Text:
=======

# How to store efficiently very large sparse 3D matrices

To train a CNN, I have stacked arrays of images over observations [observations x width x length]. The dataset is very sparse ($$95\%$$). What would be an efficient way of storing these matrices efficiently in terms of

• format (e.g. pickle, parquet)
• structure (e.g. scipy.sparse.csr_matrix, List of Lists)
• It is not clear what is sparse here? >65% does not look like sparse, or is there some typo? Also images are not typically sparse data. Nov 27, 2020 at 10:33
• Thanks, typo indeed as I was referring to above 95% sparsity. Nov 27, 2020 at 11:21

## 1 Answer

Sparse matrix compression techniques is a massively efficient way of storing sparse data. Scipy package has a variety of methods to address the above in scipy.sparse. However, none of these are compatible with matrix dimensions higher than 2.

=======

Extracted records:

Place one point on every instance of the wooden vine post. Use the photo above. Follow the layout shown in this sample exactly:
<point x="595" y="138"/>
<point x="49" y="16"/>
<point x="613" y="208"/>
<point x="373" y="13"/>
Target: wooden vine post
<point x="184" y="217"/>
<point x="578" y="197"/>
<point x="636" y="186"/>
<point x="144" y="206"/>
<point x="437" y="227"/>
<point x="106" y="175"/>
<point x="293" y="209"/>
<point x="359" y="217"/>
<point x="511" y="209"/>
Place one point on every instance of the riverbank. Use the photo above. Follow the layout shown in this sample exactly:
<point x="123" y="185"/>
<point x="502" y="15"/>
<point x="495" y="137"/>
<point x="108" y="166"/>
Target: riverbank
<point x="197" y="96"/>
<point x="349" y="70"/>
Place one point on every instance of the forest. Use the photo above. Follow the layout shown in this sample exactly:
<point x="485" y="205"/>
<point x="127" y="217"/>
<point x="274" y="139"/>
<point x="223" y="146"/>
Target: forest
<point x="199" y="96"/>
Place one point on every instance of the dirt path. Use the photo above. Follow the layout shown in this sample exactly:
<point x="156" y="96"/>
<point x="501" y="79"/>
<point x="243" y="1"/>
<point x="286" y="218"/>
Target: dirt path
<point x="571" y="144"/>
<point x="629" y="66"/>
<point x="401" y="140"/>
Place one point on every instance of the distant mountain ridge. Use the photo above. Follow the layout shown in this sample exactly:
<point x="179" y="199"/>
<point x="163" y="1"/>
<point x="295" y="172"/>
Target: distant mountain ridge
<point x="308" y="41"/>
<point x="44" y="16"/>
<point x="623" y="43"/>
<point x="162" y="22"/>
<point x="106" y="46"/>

=======

Goals:
1. In the text on storing sparse 3D matrices, what limitation does the answer give for the methods in scipy.sparse?
2. Write out the stretch of the text on storing sparse 3D matrices from "To train a CNN, I" through "(e.g. pickle, parquet)".
3. List every example that the question in the text on storing sparse 3D matrices introduces with "e.g."

Expected responses:
1. None of them are compatible with matrix dimensions higher than 2.

2.
To train a CNN, I have stacked arrays of images over observations [observations x width x length]. The dataset is very sparse ($$95\%$$). What would be an efficient way of storing these matrices efficiently in terms of

• format (e.g. pickle, parquet)

3. pickle, parquet, scipy.sparse.csr_matrix, List of Lists